### Text segment
══════════

When it comes to fitness, we all know what’s good for us and what’s not. That early morning yoga class? Pretty good. Going right to the couch after work and curling up with a bag of chips? Not so good.
Research on the topic is abundant as well. It’s irrefutable that weight, level of physical activity, and dietary choices have an impact on our overall health. So with all this knowledge out there, why do so many of us still struggle to actually do anything to change our fitness?
The answer lies in one simple question: “What are you fit for?”
For example, both Person A and Person B might be tired after a long day of work, but go on a walk. Afterwards, Person A thinks, “Well, that was just a short walk but it was a great way to stretch my legs, and it felt good to get moving!” Person B, on the other hand, thinks, “That was such a short walk. That didn’t burn very many calories – I might as well have not gone.”

══════════

### Activities
[A] In the fitness text, what simple question is said to hold the answer to why so many people struggle to change their fitness?
[B] Condense the paragraph of the fitness text that begins "For example, both Person A and Person B" into two or three sentences, keeping its main facts.
[C] Put this sentence from the fitness text into Spanish: "It’s irrefutable that weight, level of physical activity, and dietary choices have an impact on our overall health."
The rows that come next are separate material with no connection to the fitness text.

[Image point grounding data]
══════════

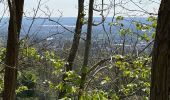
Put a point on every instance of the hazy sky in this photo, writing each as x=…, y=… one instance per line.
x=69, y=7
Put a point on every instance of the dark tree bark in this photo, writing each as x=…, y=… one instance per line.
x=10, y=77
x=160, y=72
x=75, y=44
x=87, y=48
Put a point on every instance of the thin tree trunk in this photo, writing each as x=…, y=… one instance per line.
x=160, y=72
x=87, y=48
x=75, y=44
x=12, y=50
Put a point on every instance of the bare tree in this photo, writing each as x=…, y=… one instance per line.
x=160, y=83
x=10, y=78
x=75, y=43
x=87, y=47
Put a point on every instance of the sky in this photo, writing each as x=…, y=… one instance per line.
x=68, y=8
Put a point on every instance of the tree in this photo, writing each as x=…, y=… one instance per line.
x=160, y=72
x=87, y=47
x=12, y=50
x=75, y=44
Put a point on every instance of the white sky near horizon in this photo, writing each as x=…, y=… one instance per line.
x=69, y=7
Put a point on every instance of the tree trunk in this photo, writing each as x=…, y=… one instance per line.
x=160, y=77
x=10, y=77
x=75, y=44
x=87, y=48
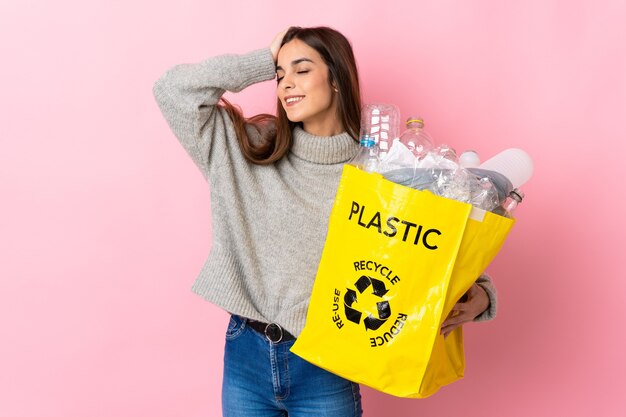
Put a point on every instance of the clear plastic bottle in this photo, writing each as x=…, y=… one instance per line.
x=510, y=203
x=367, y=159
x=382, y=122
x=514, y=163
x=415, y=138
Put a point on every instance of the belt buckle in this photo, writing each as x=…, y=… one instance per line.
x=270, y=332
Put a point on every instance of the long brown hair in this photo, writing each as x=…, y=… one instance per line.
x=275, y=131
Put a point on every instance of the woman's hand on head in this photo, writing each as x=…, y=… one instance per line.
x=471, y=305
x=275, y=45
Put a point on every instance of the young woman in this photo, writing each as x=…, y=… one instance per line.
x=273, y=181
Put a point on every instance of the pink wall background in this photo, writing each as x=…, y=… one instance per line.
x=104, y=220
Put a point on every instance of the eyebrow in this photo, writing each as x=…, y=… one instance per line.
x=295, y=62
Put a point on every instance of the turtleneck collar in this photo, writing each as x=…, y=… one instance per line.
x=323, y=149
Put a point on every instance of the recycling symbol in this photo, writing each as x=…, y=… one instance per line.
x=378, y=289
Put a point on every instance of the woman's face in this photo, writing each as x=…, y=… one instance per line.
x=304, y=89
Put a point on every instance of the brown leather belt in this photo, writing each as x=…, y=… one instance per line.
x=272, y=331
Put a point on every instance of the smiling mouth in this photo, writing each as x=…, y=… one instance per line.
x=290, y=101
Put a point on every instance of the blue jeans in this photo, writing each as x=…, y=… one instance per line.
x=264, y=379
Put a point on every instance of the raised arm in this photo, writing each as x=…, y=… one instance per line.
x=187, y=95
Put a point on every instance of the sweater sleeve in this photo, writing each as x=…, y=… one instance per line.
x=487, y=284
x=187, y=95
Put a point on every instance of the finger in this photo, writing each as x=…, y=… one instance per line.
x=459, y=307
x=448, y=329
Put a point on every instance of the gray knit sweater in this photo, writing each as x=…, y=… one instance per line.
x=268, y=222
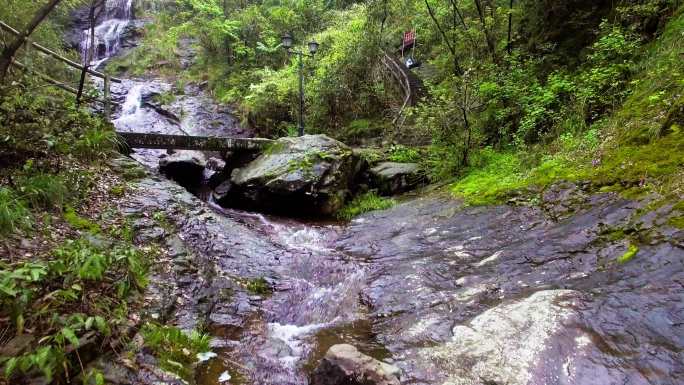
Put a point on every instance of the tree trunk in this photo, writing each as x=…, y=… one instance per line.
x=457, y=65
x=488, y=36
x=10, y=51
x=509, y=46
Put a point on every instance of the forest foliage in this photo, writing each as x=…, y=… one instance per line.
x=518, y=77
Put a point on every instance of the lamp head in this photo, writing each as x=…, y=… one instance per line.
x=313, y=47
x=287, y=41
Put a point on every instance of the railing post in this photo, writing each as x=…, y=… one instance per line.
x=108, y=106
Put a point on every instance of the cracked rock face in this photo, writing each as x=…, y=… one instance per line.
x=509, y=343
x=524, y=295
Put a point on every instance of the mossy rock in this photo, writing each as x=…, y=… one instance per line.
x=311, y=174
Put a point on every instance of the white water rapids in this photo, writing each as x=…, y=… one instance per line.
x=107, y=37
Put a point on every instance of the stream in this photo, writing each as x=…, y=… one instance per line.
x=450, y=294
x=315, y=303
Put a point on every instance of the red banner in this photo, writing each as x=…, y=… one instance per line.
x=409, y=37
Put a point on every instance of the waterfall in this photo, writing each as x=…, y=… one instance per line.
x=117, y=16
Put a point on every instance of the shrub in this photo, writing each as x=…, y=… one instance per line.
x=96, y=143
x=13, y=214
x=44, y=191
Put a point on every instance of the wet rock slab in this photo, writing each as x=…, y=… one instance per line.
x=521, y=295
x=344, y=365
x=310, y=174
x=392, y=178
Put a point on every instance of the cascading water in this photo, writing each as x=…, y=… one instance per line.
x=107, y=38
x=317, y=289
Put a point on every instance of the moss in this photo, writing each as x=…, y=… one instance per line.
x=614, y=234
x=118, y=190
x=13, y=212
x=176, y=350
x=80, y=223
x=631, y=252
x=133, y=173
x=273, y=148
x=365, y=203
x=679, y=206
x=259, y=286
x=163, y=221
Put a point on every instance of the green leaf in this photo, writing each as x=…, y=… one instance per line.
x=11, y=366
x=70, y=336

══════════

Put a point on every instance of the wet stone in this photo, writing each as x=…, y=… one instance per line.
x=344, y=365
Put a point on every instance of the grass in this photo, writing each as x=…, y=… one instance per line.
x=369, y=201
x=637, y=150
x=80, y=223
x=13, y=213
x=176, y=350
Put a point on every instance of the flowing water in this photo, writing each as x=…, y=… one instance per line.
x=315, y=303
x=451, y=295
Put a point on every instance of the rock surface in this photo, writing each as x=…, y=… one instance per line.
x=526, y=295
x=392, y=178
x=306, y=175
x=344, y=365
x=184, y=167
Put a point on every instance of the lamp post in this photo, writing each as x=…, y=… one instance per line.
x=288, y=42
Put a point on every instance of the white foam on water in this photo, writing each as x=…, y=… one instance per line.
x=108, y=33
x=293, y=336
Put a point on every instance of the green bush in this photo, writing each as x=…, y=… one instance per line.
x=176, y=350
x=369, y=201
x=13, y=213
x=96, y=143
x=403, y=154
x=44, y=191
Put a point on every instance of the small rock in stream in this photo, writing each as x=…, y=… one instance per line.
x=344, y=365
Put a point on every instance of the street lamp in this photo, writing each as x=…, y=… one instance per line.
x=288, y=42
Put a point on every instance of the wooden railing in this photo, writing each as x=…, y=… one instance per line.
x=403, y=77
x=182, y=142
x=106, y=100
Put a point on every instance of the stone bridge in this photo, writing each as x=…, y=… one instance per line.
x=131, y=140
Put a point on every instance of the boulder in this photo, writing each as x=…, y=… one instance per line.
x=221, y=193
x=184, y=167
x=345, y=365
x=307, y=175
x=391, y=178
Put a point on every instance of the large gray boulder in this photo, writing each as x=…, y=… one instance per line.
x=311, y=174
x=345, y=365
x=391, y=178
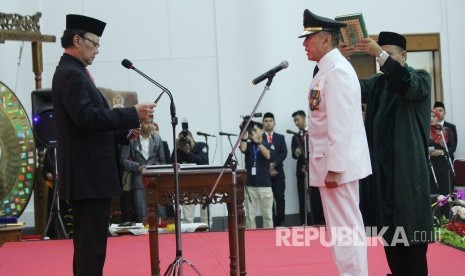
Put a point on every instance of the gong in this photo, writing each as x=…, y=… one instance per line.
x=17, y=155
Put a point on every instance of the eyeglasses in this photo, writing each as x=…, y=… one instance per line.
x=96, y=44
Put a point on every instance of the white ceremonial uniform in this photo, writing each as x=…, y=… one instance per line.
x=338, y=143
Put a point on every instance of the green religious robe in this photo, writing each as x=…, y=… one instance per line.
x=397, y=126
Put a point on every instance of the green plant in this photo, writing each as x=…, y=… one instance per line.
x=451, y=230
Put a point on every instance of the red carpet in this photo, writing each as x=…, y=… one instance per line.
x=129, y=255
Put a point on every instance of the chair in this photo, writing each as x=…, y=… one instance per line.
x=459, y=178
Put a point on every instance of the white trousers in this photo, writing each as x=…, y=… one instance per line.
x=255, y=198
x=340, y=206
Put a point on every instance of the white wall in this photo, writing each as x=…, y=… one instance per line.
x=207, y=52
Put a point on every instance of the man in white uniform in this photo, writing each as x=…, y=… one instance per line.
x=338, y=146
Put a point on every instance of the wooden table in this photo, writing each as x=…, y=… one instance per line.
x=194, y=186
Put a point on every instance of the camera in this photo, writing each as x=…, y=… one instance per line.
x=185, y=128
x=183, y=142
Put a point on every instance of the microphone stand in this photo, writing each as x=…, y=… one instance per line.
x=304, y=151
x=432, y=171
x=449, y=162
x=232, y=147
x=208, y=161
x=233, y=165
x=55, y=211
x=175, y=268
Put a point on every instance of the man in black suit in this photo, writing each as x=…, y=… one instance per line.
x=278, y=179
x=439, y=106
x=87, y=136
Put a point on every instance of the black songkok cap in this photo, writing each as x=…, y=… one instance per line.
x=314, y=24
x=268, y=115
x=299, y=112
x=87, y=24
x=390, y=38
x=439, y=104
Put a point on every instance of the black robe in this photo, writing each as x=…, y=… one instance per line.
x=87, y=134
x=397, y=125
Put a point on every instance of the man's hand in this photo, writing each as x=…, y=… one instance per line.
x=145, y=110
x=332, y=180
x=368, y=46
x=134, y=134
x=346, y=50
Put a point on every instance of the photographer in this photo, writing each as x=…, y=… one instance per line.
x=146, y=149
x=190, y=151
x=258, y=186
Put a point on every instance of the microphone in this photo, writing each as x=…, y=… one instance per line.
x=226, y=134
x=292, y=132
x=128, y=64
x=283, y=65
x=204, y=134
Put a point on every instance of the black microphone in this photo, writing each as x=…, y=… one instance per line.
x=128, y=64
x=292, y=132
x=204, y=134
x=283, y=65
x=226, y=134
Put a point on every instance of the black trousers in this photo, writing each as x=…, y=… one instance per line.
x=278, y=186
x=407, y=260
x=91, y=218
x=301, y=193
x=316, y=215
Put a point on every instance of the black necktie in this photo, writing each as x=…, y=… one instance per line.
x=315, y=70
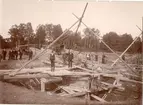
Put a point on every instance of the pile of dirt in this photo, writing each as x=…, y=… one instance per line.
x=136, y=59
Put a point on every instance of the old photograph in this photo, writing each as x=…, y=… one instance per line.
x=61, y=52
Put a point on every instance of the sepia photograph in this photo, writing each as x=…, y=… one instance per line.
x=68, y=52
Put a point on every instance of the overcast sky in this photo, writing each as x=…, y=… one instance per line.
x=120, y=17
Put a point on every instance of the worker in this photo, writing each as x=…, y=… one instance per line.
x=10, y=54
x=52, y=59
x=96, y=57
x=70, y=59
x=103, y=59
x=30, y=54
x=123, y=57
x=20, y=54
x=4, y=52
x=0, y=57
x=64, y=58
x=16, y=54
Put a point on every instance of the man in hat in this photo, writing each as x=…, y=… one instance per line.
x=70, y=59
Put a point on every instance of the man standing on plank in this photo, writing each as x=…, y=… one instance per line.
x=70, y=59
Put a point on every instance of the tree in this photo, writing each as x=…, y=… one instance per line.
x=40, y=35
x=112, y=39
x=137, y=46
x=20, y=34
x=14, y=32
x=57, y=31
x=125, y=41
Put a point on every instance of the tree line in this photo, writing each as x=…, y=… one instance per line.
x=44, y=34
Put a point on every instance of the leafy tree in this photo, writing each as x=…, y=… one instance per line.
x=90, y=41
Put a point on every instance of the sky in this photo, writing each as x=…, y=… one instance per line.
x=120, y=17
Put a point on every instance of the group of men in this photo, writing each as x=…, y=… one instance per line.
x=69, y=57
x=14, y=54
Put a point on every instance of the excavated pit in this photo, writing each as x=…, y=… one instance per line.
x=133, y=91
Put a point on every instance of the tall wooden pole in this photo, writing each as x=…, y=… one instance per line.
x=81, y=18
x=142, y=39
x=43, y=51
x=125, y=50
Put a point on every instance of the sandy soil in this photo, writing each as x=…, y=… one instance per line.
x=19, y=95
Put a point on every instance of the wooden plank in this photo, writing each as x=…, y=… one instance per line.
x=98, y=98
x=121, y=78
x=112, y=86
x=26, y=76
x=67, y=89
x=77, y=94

══════════

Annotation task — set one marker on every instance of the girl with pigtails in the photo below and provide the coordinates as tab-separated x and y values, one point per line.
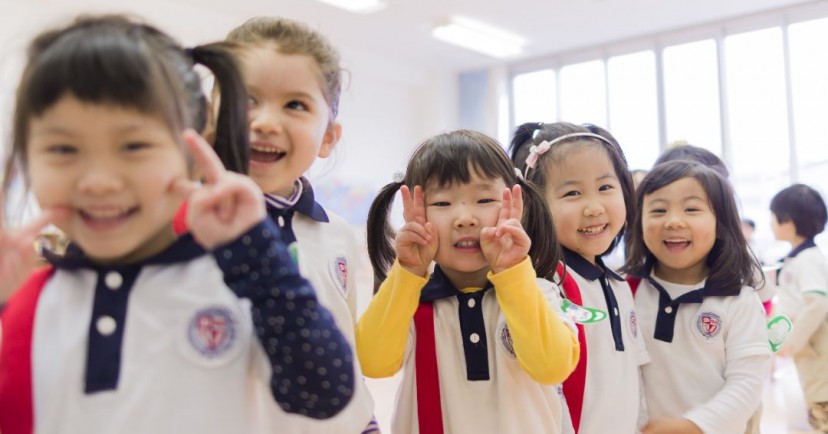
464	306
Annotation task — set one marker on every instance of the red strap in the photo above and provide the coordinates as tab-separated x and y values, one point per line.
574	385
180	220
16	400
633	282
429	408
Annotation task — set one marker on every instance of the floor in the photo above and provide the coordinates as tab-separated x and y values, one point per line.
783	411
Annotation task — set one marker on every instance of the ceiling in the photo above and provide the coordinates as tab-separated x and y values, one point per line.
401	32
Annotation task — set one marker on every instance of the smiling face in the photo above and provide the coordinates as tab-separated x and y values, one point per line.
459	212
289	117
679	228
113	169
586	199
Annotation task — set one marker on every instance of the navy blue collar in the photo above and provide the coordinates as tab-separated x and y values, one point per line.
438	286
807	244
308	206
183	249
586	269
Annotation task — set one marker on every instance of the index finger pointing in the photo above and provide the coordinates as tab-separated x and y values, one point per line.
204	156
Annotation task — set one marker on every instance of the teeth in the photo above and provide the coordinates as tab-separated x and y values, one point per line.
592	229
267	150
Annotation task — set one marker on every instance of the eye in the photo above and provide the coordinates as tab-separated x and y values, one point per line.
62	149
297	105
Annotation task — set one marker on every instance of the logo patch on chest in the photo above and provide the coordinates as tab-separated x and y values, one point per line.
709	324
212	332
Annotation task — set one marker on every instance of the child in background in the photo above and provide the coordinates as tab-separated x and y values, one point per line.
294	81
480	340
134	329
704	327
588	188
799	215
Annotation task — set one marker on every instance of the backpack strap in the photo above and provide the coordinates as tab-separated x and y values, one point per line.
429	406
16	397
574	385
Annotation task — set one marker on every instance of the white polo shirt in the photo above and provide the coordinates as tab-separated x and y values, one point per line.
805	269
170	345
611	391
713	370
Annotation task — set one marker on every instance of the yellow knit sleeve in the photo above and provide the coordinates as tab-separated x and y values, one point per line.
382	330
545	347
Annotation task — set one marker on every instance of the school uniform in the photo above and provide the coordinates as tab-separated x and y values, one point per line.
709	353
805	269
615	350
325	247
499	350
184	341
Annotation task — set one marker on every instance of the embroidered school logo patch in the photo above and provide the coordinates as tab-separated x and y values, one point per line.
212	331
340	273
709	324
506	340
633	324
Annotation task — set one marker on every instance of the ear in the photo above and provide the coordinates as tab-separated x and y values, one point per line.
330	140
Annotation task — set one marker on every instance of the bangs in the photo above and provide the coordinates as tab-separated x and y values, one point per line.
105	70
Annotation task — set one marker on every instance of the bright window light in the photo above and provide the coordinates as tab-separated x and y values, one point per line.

══════════

### Task results
[A] "What are you fit for?"

[B] After a long, tiring workday, Person A and Person B each go on a walk. Person A sees the short walk as a good chance to stretch and move, while Person B decides it burned so few calories that it was hardly worth doing.

[C] Es irrefutable que el peso, el nivel de actividad física y las elecciones alimentarias tienen un impacto en nuestra salud en general.